• Work request:
Word for word, repeat all of the entries below.

[Dataset entries]
##############################

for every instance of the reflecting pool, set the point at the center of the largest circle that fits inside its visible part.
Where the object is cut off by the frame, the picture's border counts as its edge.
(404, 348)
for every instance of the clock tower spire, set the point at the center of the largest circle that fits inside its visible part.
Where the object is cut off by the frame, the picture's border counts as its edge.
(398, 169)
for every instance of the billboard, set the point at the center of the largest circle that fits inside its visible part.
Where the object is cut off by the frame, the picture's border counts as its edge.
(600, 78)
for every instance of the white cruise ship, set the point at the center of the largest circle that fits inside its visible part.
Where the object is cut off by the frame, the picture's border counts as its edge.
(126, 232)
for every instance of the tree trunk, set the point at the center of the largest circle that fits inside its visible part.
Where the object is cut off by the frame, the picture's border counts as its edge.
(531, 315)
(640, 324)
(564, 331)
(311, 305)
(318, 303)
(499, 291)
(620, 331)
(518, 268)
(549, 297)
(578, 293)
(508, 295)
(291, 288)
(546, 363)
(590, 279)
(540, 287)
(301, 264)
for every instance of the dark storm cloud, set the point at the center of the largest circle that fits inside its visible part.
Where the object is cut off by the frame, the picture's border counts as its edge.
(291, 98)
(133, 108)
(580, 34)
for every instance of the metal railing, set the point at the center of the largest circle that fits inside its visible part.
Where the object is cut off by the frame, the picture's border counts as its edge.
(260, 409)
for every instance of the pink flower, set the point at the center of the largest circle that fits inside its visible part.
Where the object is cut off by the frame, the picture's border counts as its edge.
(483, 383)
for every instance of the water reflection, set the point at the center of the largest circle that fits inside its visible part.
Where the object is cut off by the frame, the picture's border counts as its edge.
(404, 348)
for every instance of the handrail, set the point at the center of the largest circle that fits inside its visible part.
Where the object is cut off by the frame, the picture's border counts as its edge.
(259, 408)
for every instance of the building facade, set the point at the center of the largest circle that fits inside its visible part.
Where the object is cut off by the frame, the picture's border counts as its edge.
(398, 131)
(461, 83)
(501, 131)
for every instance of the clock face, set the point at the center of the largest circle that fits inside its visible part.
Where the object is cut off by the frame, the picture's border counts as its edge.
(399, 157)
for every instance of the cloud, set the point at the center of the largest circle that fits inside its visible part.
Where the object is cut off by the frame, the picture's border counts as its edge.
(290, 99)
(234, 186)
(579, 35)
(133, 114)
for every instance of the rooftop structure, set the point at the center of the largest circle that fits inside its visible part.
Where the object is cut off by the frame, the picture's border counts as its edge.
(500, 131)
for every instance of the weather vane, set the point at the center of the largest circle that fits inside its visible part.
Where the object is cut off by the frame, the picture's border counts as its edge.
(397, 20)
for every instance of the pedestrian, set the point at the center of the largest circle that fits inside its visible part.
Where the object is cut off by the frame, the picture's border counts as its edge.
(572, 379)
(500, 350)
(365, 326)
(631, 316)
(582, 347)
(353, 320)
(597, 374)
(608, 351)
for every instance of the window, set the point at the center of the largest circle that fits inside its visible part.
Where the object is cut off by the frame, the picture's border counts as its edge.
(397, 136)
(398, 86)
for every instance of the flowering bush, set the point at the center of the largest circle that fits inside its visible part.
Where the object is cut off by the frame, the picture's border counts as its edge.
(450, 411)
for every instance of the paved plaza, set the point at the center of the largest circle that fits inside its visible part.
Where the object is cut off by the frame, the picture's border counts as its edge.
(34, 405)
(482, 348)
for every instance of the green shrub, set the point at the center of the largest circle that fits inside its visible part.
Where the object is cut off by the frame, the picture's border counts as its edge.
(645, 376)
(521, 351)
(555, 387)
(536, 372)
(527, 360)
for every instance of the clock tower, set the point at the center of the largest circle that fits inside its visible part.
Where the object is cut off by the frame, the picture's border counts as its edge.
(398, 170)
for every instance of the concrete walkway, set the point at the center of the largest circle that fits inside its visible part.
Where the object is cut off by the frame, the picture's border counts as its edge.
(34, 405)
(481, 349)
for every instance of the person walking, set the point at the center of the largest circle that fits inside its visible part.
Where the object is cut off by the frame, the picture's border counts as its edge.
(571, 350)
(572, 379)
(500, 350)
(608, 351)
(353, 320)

##############################

• Result of the exercise:
for every instance of the reflecting pool, set the point at the center of the largest circle that fits inside its visible part.
Where the object is cut off by the frame, the picture's border counts as its edge.
(404, 348)
for every instance of the clock tower spire, set the point at the center of the largest circle that fits inside its visible part.
Where the object is cut off by the frame, the picture's border counts as its edge.
(398, 169)
for every instance of the billboard, set the point at the center of the largest circle that fits inside its visible part.
Where the object is cut off by the frame, the picture's border counts as its edge.
(600, 78)
for every instance of the white cruise ship, set the point at the center of the largest circle that fits inside its visible part.
Where the object is cut off by the frame, the picture's border counts as its edge.
(126, 232)
for every instance of the tree trunk, set the point at the center of the largest circle that fits inside its visible part.
Where the object is cut off by the frame, the picture's border counts as its edge.
(531, 315)
(640, 324)
(564, 331)
(311, 305)
(318, 303)
(499, 291)
(620, 331)
(518, 268)
(549, 297)
(578, 293)
(508, 295)
(291, 288)
(546, 363)
(590, 279)
(540, 287)
(301, 264)
for every instance of the dark storm cloud, set the point at the center of the largest circle that fits inside its visible part.
Where the object is cut off by the frame, the picture's border counts as its edge.
(291, 98)
(133, 108)
(580, 34)
for every instance of the metal railing, set the point at the center of the largest circle that fits inside its visible part.
Where the object is cut off by the frame, the picture's border counts as its edge.
(260, 409)
for every instance of the pink flower, set the point at the center of the largest circle that fits inside its visible part.
Where the object is cut off by the frame, the picture's border counts as its edge.
(483, 383)
for every instance of the water reflection, set the point at the center of the largest circle that fits inside its visible part.
Where the object is cut off by the frame, the picture's border counts as its edge.
(404, 348)
for every instance of the handrail, set the point at the center of the largest circle that fits inside its visible part.
Where the object is cut off by the frame, the picture's border counts as its edge.
(259, 408)
for every instance of the building facade, set the point at the center of the largest circle that fits inside its visible part.
Where the object is cut off by the frame, the picture's border counts as its edge.
(398, 131)
(461, 83)
(501, 131)
for every instance of the clock face, set the point at the center of the largest circle that fits inside its visible part.
Where the object is cut off by the frame, the picture's border counts as its edge.
(399, 157)
for every instance of the cloud, set the point at the center of the largest circle that fits inside its visible part.
Where the object is cut off by the frame, the picture's border counts as its edge.
(290, 99)
(234, 186)
(579, 35)
(133, 114)
for every instance of the rooftop structure, set the point at the center of the largest circle that fits inside its visible part.
Where the object is cut off by the frame, the picture's border counts as its edge.
(500, 131)
for every instance of the weather vane, set the point at the center of the largest circle that fits inside its visible part.
Where the object is cut off by the frame, the picture's border counts as its edge.
(397, 20)
for every instance of the pedestrian, set the point at the center of the largest circle that fits inside its visible part.
Where the object is cut off by the frame, the picture's border counts as its edge.
(572, 379)
(500, 350)
(365, 326)
(631, 316)
(582, 347)
(353, 320)
(597, 374)
(608, 351)
for every instance of the window, set the point at the center of the largest circle that fits inside its visible part.
Where the object is cut off by the frame, the picture's border counts as its edge.
(397, 136)
(398, 86)
for every instance of the flowering bush, set the point at the center of the largest circle that fits inside its visible part.
Where the object is cut off by the frame, the picture's border counts as its edge.
(450, 411)
for every instance of the paved plaza, set the point at the center of the largest circle that fits inside its visible part.
Where the object is cut off by the frame, the picture's border counts as its edge.
(34, 405)
(482, 348)
for every instance of the green shrub, set the point at the center of the largest circle that fits inside its visible part.
Where the object is cut off by the frame, the picture's border counts as its edge.
(645, 376)
(521, 351)
(555, 387)
(536, 372)
(527, 360)
for every instance of the clock tower, set the point at the center of the largest circle that fits inside its visible part.
Where the object is cut off by the frame, the picture's border counts as its edge.
(398, 170)
for every instance of the concrete walkway, set the point at the center of the largest circle that fits inside its visible part.
Where the object is cut off by the frame, the picture's border counts as its edge.
(34, 405)
(481, 349)
for every instance of the person walking, set the point at the center of the largest circle that fits inside its visible part.
Where the object is cut off by the frame, the picture's border counts as its edge.
(571, 350)
(572, 379)
(500, 350)
(608, 351)
(353, 320)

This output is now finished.